WRITTEN PROBLEM — Please render the data as a JSON list of strings, one string per line with blank lines omitted, starting at the beginning of the data and ending at the line that contains "230L317 221L275 216L279", both ends included. Leave the pictures out of your answer.

DATA SHOWN —
>>
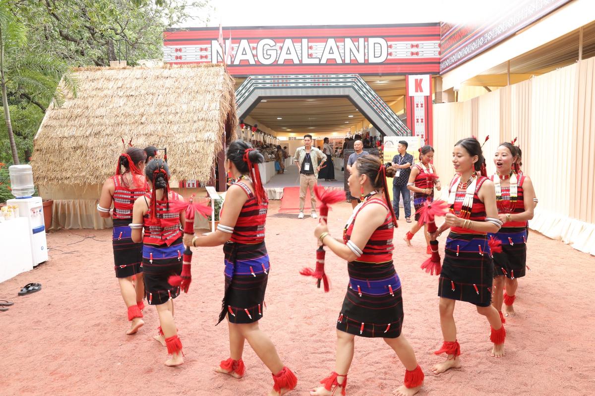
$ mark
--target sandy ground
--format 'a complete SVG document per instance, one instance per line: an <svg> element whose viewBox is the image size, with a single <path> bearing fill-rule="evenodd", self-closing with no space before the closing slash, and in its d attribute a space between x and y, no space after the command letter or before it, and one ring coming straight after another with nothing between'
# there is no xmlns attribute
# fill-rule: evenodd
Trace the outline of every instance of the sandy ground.
<svg viewBox="0 0 595 396"><path fill-rule="evenodd" d="M312 230L317 221L275 216L279 205L271 202L267 224L272 272L261 327L298 377L290 394L305 395L333 369L335 320L347 274L345 263L328 253L330 293L298 274L304 265L314 266ZM347 203L335 206L333 235L341 235L350 212ZM399 225L394 258L403 283L403 334L426 375L420 395L593 394L595 258L532 232L531 271L520 281L518 315L506 325L506 357L490 357L487 322L472 306L458 303L463 367L434 376L430 369L443 359L432 353L442 342L437 278L419 269L427 257L421 234L408 248L401 238L409 225L401 220ZM15 301L0 312L0 394L237 396L270 389L270 373L248 346L244 378L212 371L228 356L227 327L214 326L223 290L221 247L195 250L190 291L176 300L186 363L170 368L162 364L164 349L152 339L158 325L154 307L145 310L146 324L139 334L124 334L129 323L114 277L111 230L61 231L48 240L49 262L0 284L0 298ZM42 284L42 290L17 297L30 282ZM347 394L391 395L403 374L381 340L357 338Z"/></svg>

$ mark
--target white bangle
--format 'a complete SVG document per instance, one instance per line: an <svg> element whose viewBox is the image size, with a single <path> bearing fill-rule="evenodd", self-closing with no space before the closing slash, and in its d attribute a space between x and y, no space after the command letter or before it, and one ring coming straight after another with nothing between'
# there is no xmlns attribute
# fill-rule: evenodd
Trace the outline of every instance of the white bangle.
<svg viewBox="0 0 595 396"><path fill-rule="evenodd" d="M97 210L104 213L109 213L109 208L105 209L105 208L102 208L99 206L99 204L97 204Z"/></svg>
<svg viewBox="0 0 595 396"><path fill-rule="evenodd" d="M353 254L355 254L356 257L361 257L361 255L364 254L364 252L362 252L361 249L358 247L357 245L352 242L351 240L347 241L347 247L351 249L351 251L353 252Z"/></svg>
<svg viewBox="0 0 595 396"><path fill-rule="evenodd" d="M218 224L217 230L226 234L233 234L233 227L223 225L223 224Z"/></svg>

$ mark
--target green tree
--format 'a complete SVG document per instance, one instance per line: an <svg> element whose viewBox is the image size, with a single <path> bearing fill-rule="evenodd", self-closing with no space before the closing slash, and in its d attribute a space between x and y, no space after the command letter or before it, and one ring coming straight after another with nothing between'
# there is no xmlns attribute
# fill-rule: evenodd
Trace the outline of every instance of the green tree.
<svg viewBox="0 0 595 396"><path fill-rule="evenodd" d="M0 0L0 87L12 163L18 164L9 95L27 99L45 111L47 105L42 103L54 100L60 106L65 92L76 95L76 82L63 60L48 54L28 53L26 24L12 5Z"/></svg>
<<
TASK SOLUTION —
[
  "$ mark",
  "--target sandy ground",
  "--format 'a complete SVG document per instance, one instance per line: an <svg> element whose viewBox is the image size, with a single <path> bearing fill-rule=\"evenodd\", self-closing with no space before the closing slash, and in its d attribute a space between x and y, no space after the command letter or before it, and one ring coming straight after another with nothing between'",
  "# there is no xmlns attribute",
  "# fill-rule: evenodd",
  "Trace the outline of every instance of the sandy ground.",
  "<svg viewBox=\"0 0 595 396\"><path fill-rule=\"evenodd\" d=\"M312 230L317 221L275 216L279 205L271 202L267 224L272 272L261 327L298 377L290 394L305 395L333 369L335 320L347 274L345 263L328 253L330 293L298 274L304 265L314 266ZM347 203L335 206L333 235L341 235L350 212ZM399 225L394 258L403 283L403 334L426 375L420 395L593 394L595 258L532 232L531 271L520 281L518 315L506 325L506 357L490 357L487 322L472 306L458 303L463 367L434 376L430 369L443 359L432 353L442 342L437 278L419 269L427 257L421 234L408 248L401 238L409 225L401 220ZM15 301L0 312L0 394L237 396L270 389L270 373L248 346L244 378L212 371L228 356L227 327L214 326L223 290L221 247L195 250L190 291L176 300L186 363L170 368L162 364L164 349L152 339L158 325L154 307L145 310L146 324L139 334L124 334L129 323L114 277L111 230L61 231L48 240L49 262L0 284L0 298ZM42 284L42 290L17 297L30 282ZM347 394L391 395L403 374L381 340L357 338Z\"/></svg>"
]